(Records from a data source)
begin

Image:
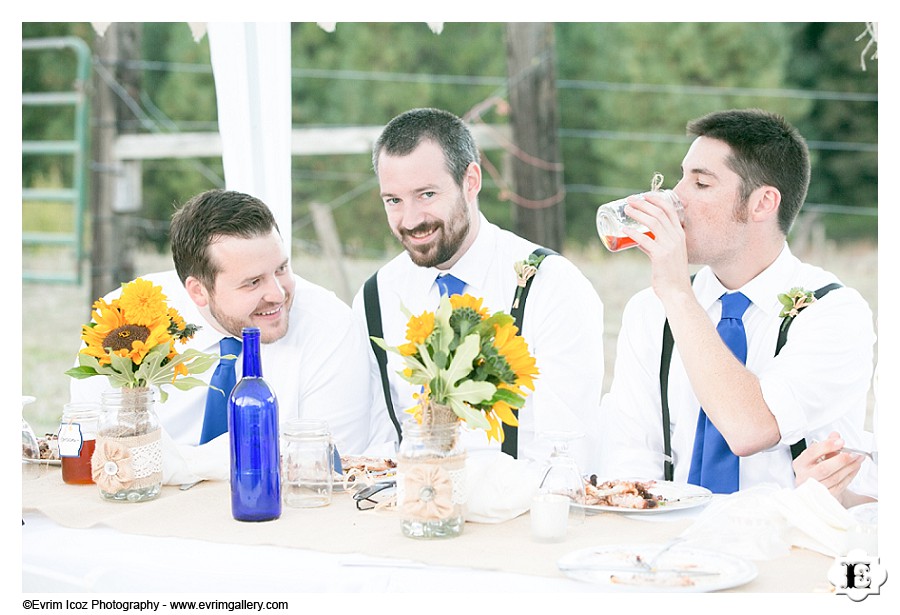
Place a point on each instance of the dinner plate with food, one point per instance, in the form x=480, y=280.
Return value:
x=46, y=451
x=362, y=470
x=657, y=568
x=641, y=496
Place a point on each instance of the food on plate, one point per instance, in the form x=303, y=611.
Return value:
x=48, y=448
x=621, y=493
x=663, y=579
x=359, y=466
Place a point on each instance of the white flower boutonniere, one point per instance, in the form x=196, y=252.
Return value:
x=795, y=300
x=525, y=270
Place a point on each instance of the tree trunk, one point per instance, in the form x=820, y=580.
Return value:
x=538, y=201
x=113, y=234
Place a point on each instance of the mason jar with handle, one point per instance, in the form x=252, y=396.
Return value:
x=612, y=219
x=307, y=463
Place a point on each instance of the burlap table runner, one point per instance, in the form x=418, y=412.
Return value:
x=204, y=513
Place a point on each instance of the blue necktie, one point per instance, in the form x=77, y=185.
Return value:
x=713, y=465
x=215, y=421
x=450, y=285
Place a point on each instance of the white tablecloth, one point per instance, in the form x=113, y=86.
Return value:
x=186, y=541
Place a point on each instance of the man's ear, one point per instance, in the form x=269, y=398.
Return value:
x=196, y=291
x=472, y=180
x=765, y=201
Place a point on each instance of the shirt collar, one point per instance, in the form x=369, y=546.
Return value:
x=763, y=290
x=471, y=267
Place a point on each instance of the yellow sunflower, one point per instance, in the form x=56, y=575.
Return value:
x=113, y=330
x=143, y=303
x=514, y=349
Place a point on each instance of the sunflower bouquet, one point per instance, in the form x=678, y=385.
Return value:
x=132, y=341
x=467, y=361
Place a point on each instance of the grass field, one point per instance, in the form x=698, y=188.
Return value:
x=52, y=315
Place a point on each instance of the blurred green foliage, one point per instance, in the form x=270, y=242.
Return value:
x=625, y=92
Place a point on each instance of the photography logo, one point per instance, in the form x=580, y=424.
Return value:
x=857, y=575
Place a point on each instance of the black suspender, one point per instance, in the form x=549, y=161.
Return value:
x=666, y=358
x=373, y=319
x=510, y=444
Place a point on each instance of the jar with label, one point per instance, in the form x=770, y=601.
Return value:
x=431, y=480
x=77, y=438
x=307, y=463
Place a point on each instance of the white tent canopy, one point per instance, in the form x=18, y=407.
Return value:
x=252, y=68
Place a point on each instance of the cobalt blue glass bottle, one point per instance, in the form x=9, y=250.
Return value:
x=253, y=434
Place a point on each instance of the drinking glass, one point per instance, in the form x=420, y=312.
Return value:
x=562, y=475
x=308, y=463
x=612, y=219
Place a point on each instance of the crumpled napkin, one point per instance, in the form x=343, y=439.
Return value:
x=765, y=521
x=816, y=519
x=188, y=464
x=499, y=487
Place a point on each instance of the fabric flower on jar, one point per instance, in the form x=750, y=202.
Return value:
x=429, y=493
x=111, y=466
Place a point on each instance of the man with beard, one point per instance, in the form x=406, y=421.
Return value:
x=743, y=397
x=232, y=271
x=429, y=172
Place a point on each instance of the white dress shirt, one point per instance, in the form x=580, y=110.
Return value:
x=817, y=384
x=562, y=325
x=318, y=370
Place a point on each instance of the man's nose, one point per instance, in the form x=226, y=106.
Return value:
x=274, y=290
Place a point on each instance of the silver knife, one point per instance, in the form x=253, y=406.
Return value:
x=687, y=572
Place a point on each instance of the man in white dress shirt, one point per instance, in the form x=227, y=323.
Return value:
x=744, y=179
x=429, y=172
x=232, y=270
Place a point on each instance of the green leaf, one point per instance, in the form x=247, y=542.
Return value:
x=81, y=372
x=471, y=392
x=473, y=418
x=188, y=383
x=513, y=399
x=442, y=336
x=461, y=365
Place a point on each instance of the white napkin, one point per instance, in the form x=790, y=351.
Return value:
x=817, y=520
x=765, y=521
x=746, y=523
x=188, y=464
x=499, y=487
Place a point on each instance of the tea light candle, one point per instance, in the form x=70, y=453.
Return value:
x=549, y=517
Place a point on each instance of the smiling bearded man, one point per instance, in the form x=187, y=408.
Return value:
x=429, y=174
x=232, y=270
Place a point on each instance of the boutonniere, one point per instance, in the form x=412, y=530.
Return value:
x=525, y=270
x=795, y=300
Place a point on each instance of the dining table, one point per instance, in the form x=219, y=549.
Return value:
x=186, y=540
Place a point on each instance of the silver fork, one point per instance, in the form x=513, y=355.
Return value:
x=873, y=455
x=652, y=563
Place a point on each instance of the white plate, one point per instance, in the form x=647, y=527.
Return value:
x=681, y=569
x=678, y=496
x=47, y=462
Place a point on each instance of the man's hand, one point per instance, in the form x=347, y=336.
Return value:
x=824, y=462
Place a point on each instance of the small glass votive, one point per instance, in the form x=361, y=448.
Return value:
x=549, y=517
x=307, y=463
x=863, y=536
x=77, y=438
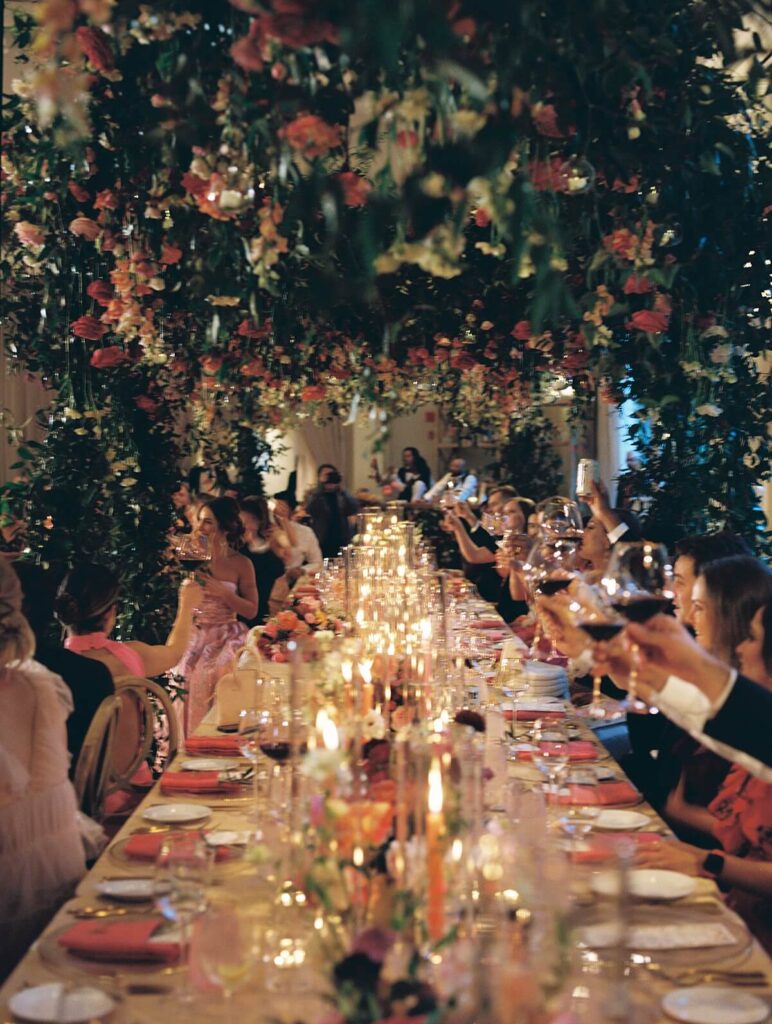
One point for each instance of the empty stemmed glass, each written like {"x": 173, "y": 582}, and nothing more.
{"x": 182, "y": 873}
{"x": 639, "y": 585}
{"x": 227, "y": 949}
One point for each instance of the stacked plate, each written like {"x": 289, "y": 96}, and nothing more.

end

PROBLEM STATEMENT: Rewrite the entries starting at the beginning and ending at the line containing "x=641, y=496", changing "dinner plate" to "serving plate" and keeping everything else the same. Leave the picture out of your answer.

SOLVED EXERCISE:
Image:
Place a point on each instance of the serving plate with food, one point per instance, in the form x=480, y=280.
Return value:
x=46, y=451
x=362, y=470
x=657, y=568
x=641, y=496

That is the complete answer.